### AIM OF THE TASK
Please copy every one of the records below word for word, leaving out the pictures.

### GIVEN DATA
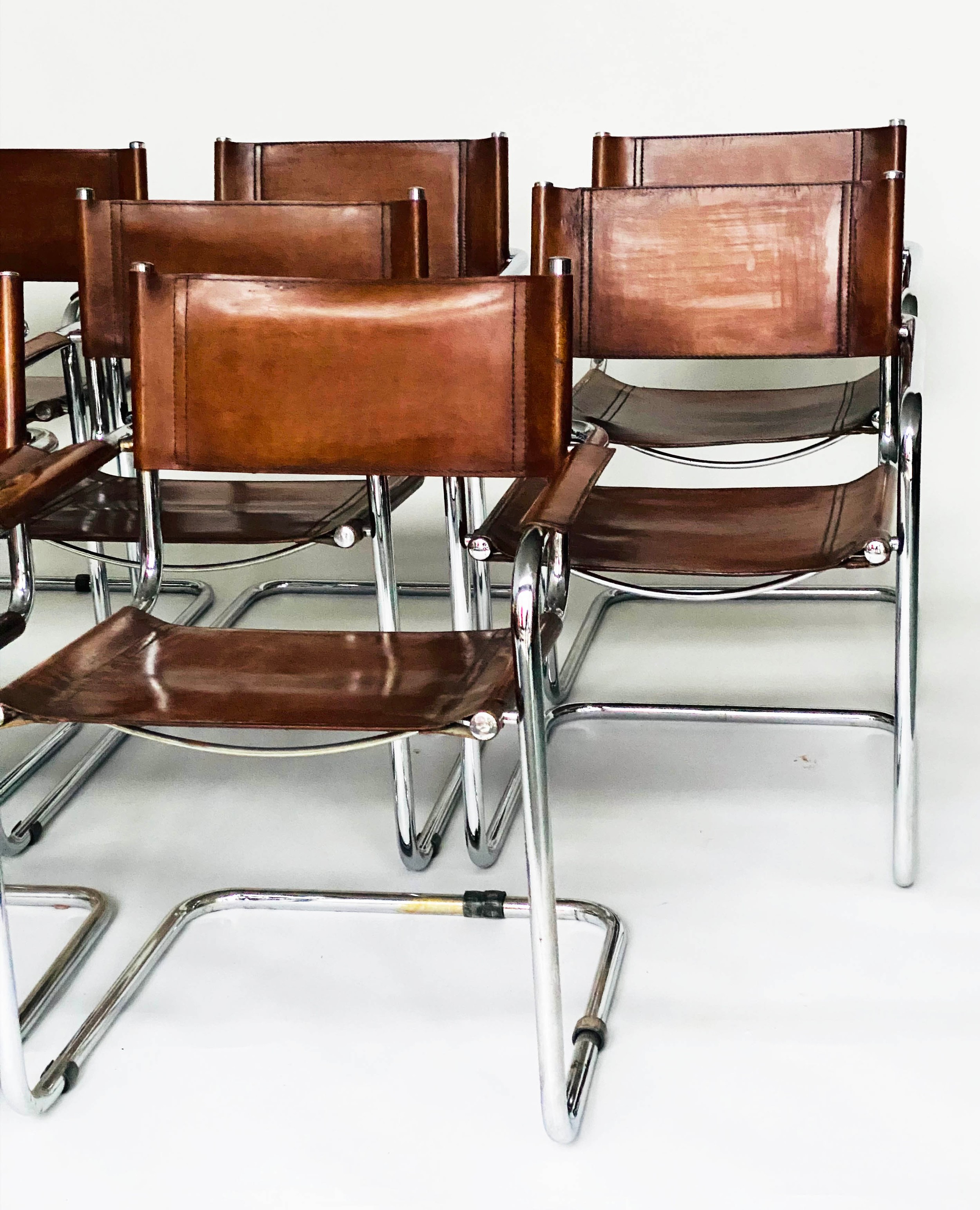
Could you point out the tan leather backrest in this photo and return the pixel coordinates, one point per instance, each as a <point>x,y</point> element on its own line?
<point>439,377</point>
<point>465,183</point>
<point>38,218</point>
<point>804,158</point>
<point>729,272</point>
<point>274,239</point>
<point>13,400</point>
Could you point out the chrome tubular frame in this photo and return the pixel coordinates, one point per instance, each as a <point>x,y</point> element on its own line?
<point>906,844</point>
<point>904,598</point>
<point>17,1020</point>
<point>563,1094</point>
<point>22,581</point>
<point>61,1075</point>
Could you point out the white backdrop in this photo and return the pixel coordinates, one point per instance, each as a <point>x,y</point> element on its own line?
<point>103,73</point>
<point>177,74</point>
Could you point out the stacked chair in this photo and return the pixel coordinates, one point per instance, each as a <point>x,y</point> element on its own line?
<point>352,310</point>
<point>797,253</point>
<point>39,241</point>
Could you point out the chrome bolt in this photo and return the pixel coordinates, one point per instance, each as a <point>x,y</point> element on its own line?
<point>877,551</point>
<point>483,725</point>
<point>345,537</point>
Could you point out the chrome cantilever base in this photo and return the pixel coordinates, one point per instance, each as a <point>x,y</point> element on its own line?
<point>28,831</point>
<point>588,1038</point>
<point>17,1021</point>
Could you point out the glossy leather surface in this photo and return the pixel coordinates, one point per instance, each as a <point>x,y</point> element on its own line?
<point>372,240</point>
<point>439,377</point>
<point>728,532</point>
<point>638,415</point>
<point>13,400</point>
<point>38,218</point>
<point>562,500</point>
<point>799,158</point>
<point>32,479</point>
<point>106,509</point>
<point>38,348</point>
<point>730,272</point>
<point>140,671</point>
<point>465,183</point>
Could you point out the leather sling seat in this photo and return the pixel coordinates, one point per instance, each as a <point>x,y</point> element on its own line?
<point>137,671</point>
<point>666,418</point>
<point>104,509</point>
<point>715,532</point>
<point>805,160</point>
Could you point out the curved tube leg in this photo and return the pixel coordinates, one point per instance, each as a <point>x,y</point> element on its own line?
<point>409,847</point>
<point>562,1097</point>
<point>16,1020</point>
<point>906,822</point>
<point>493,905</point>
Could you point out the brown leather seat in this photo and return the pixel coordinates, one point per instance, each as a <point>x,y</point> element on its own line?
<point>711,177</point>
<point>135,669</point>
<point>465,183</point>
<point>363,241</point>
<point>639,415</point>
<point>104,509</point>
<point>714,532</point>
<point>39,224</point>
<point>790,158</point>
<point>138,671</point>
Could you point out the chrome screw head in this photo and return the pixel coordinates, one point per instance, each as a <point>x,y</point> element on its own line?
<point>483,725</point>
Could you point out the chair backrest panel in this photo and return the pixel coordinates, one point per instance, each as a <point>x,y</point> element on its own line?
<point>802,158</point>
<point>13,397</point>
<point>270,239</point>
<point>465,183</point>
<point>731,272</point>
<point>38,212</point>
<point>439,377</point>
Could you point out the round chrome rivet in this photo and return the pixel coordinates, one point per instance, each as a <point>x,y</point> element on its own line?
<point>877,551</point>
<point>483,725</point>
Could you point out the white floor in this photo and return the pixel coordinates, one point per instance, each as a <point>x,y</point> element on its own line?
<point>790,1030</point>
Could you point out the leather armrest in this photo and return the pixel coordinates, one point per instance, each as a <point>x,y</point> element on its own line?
<point>562,499</point>
<point>31,479</point>
<point>39,348</point>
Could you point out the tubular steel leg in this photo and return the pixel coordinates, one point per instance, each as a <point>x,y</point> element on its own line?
<point>62,1074</point>
<point>29,829</point>
<point>563,1096</point>
<point>906,824</point>
<point>471,606</point>
<point>409,849</point>
<point>17,1020</point>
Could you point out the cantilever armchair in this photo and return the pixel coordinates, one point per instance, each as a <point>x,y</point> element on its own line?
<point>453,340</point>
<point>466,184</point>
<point>36,470</point>
<point>39,241</point>
<point>742,272</point>
<point>286,239</point>
<point>662,421</point>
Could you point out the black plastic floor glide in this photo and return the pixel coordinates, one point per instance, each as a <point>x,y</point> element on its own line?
<point>485,904</point>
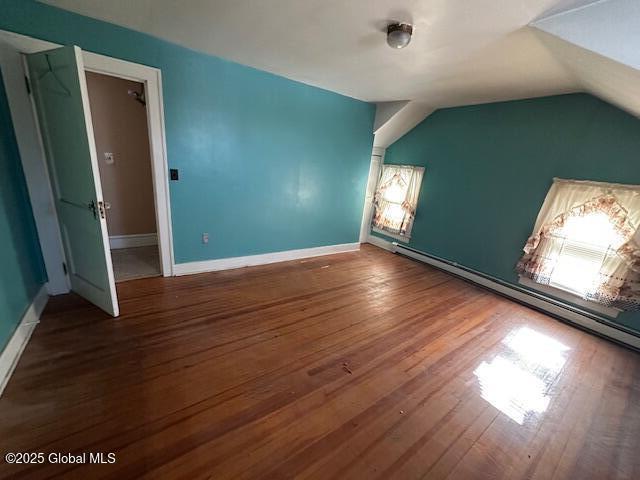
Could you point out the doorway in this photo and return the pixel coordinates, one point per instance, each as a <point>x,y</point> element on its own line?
<point>35,68</point>
<point>118,111</point>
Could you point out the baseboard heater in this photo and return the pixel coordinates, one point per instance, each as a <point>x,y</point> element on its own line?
<point>550,306</point>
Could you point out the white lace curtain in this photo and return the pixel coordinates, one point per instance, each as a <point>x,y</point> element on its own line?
<point>396,198</point>
<point>617,283</point>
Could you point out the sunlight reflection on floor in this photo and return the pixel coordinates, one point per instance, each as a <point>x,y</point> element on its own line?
<point>517,381</point>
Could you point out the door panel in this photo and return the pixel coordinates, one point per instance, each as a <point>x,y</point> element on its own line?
<point>60,93</point>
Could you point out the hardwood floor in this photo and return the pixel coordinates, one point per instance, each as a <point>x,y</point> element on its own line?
<point>361,365</point>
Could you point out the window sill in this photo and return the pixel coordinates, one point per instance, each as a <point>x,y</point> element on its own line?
<point>570,297</point>
<point>401,238</point>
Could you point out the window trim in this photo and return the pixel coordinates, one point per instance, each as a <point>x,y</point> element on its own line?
<point>381,231</point>
<point>397,236</point>
<point>568,296</point>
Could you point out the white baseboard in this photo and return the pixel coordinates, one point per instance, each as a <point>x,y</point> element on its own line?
<point>263,259</point>
<point>13,350</point>
<point>569,313</point>
<point>135,240</point>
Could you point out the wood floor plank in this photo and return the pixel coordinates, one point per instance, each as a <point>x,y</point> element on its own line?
<point>358,365</point>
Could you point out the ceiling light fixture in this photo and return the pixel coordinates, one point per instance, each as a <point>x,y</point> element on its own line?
<point>399,34</point>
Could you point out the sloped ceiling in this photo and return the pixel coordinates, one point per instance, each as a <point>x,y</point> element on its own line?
<point>600,45</point>
<point>463,52</point>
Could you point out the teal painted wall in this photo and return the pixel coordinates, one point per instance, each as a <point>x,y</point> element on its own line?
<point>21,267</point>
<point>489,167</point>
<point>266,164</point>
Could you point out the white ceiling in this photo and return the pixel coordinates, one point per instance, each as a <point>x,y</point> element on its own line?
<point>462,52</point>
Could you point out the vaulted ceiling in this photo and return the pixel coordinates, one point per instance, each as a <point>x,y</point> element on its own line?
<point>462,52</point>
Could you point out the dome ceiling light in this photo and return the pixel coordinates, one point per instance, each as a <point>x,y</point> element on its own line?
<point>399,34</point>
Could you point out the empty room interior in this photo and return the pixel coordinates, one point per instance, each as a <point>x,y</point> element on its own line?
<point>361,239</point>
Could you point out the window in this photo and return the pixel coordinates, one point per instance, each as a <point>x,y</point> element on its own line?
<point>396,200</point>
<point>585,242</point>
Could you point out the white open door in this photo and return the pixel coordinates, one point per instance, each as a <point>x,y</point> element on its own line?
<point>59,88</point>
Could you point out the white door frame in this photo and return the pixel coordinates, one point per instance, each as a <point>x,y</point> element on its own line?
<point>35,166</point>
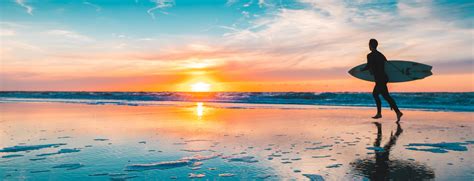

### FINAL RESULT
Could you point out the tan leather backrest in this photo and return the pixel coordinates, one point per instance, each as a <point>x,y</point> element on its own line?
<point>439,377</point>
<point>465,183</point>
<point>38,218</point>
<point>804,158</point>
<point>729,272</point>
<point>274,239</point>
<point>13,400</point>
Could you point out the chrome tubular frame in this photo and return the pixel coordinates, one point per instance, each as a <point>x,y</point> element on its own line?
<point>906,844</point>
<point>904,598</point>
<point>17,1020</point>
<point>563,1094</point>
<point>22,581</point>
<point>61,1075</point>
Could you point out the white backdrop in this photo and return the pixel coordinates, one point per instance, each as a <point>x,y</point> element on its own line?
<point>103,73</point>
<point>177,74</point>
Could you point out the stacked chair in this photo and return the pixel coordinates, one point per instance, each as a <point>x,y</point> element on its own line?
<point>352,310</point>
<point>797,253</point>
<point>39,241</point>
Could you point out the chrome bolt in this photo and return the pixel coordinates, one point per instance, each as a <point>x,y</point> element on its own line?
<point>877,551</point>
<point>483,725</point>
<point>345,537</point>
Could you point out the chrome cantilever base in this photo and return the pixel coordinates, one point per instance, each as a <point>x,y</point> element on its own line?
<point>28,831</point>
<point>588,1038</point>
<point>17,1021</point>
Could you point out the glossy leather surface in this photo and return the pixel coordinates, one point per instance, each as a <point>x,y</point> element on its own line?
<point>372,240</point>
<point>439,377</point>
<point>728,532</point>
<point>638,415</point>
<point>13,400</point>
<point>38,218</point>
<point>562,500</point>
<point>799,158</point>
<point>32,479</point>
<point>106,509</point>
<point>38,348</point>
<point>730,272</point>
<point>140,671</point>
<point>465,183</point>
Could you point out the leather sling seat in this photo and return the pixel coordinates, one point per instance, each as a <point>x,y</point> element on its own line?
<point>137,671</point>
<point>666,418</point>
<point>104,509</point>
<point>715,532</point>
<point>805,160</point>
Could you point out the curved tube leg in this photo and return the pixel coordinates, one point per instance, each as a <point>x,y</point> element on its own line?
<point>409,847</point>
<point>562,1097</point>
<point>16,1020</point>
<point>906,822</point>
<point>493,905</point>
Could you point out the brown leather seat in this photo and return the pixel coordinates, one point per instance, each as a <point>x,y</point> element on its own line?
<point>711,177</point>
<point>135,669</point>
<point>465,183</point>
<point>363,241</point>
<point>639,415</point>
<point>104,509</point>
<point>714,532</point>
<point>39,224</point>
<point>790,158</point>
<point>138,671</point>
Could you point out the chrome screw head in this photo and return the pixel coordinates, one point per instance, each as a <point>x,y</point> element on its own line?
<point>483,725</point>
Could you point out the chair backrest panel in this photo and return the pixel coordinates, one point per instance, each as a <point>x,y</point> element on its own line?
<point>802,158</point>
<point>13,397</point>
<point>270,239</point>
<point>465,183</point>
<point>731,272</point>
<point>38,212</point>
<point>439,377</point>
Could you point out the round chrome rivet in this photo and return the pixel coordinates, one point per instance, each as a <point>x,y</point> element on its own line?
<point>877,551</point>
<point>483,725</point>
Could you point out the white floor in this photo and return the pixel coordinates, one point per instance, each as a <point>x,y</point> element on its own line?
<point>790,1030</point>
Could you point out the leather armrest in this photo and return the pixel coordinates, one point per instance, each as a <point>x,y</point> element on its own line?
<point>562,499</point>
<point>31,479</point>
<point>39,348</point>
Could you point out the tubular steel leg in this photo and return the pixel coordinates, one point per instance, each as a <point>x,y</point> element on its own line?
<point>62,1074</point>
<point>29,829</point>
<point>563,1096</point>
<point>906,824</point>
<point>471,606</point>
<point>409,849</point>
<point>17,1020</point>
Could you point out the cantilever armchair in this photo and return the pixel coordinates, one point per instance, each as a <point>x,y</point> element on its own line?
<point>453,340</point>
<point>466,184</point>
<point>36,470</point>
<point>39,241</point>
<point>742,272</point>
<point>286,239</point>
<point>662,421</point>
Could you point out the black plastic floor glide in this photo and return the pixel coordinates, one point per instance, each as a <point>x,y</point> element on its own line?
<point>485,904</point>
Could you point out the doorway in this photo and return the pixel coordinates, one point per instance, each as a <point>x,y</point> element on its own line?
<point>35,68</point>
<point>118,111</point>
Could you point out the baseboard heater in this photo and return the pixel coordinates, one point per instance, each as a <point>x,y</point> element on its own line?
<point>550,306</point>
Could you point out the white lace curtain in this photo and return the pixel coordinates, one point per instance, each as a <point>x,y</point> element on its own line?
<point>396,198</point>
<point>617,283</point>
Could you point out the sunlight reflection on floor in this photo and return the pixel coordinates, one point per instance, each as a <point>x,y</point> element on its own line?
<point>517,381</point>
Could you point out the door panel in this photo and return the pixel coordinates, one point per instance, each as a <point>x,y</point> element on its own line?
<point>60,93</point>
Could you point out the hardwood floor in this photo and return the pixel coordinates, one point per instance, each as a <point>x,y</point> element on its own line?
<point>361,365</point>
Could you point out the window sill in this photo and return the pixel coordinates, one point per instance, each as a <point>x,y</point> element on its own line?
<point>570,297</point>
<point>401,238</point>
Could you point out the window trim in this photo and return the pixel coordinates, one point per instance, each as a <point>x,y</point> element on its own line?
<point>381,231</point>
<point>397,236</point>
<point>568,296</point>
Could you point out the white baseboard in this photo and return the pixel coordinates, one point per instance, each as a <point>x,y</point> element on its own line?
<point>263,259</point>
<point>13,350</point>
<point>569,313</point>
<point>135,240</point>
Could you point out the wood floor plank in this photo and return the pixel coordinates, one point per instance, each as a <point>x,y</point> element on its own line?
<point>358,365</point>
Could you point out the ceiling light fixture in this photo and return the pixel coordinates, one point per instance, each as a <point>x,y</point> element on its own line?
<point>399,34</point>
Could you point out the sloped ceiling in this photo and return the pixel coordinates, one point per instance, each as a <point>x,y</point> element on its own line?
<point>600,45</point>
<point>463,52</point>
Could you point out the teal painted wall in this photo and return the pixel coordinates, one point per instance, each as a <point>x,y</point> element on its own line?
<point>21,267</point>
<point>489,167</point>
<point>266,164</point>
Could you point out the white ceiling in this photo and return the pixel coordinates, one point per instance, each as a <point>x,y</point> element on its own line?
<point>462,52</point>
Could you point out the vaulted ceiling in this photo and return the pixel coordinates, one point per instance, each as a <point>x,y</point> element on its own line?
<point>462,52</point>
Could you point out the dome ceiling light in this photo and return the pixel coordinates, one point per instance, each as a <point>x,y</point> element on its own line?
<point>399,34</point>
Could you point out the empty room interior in this photo and return the pixel coordinates, one point per instance, each as a <point>x,y</point> element on its own line?
<point>361,239</point>
Could you point out the window in this photo and return the pixel coordinates, one point per instance, each as a <point>x,y</point> element on its own line?
<point>396,200</point>
<point>585,242</point>
Could you point out the white open door in this photo and return the pixel coordinates, one point per instance, each as a <point>x,y</point> element on its own line?
<point>59,88</point>
Could you point out the white door frame in this photo and return the pixel coordinates, one point per instance, each as a <point>x,y</point> element on its own line?
<point>35,166</point>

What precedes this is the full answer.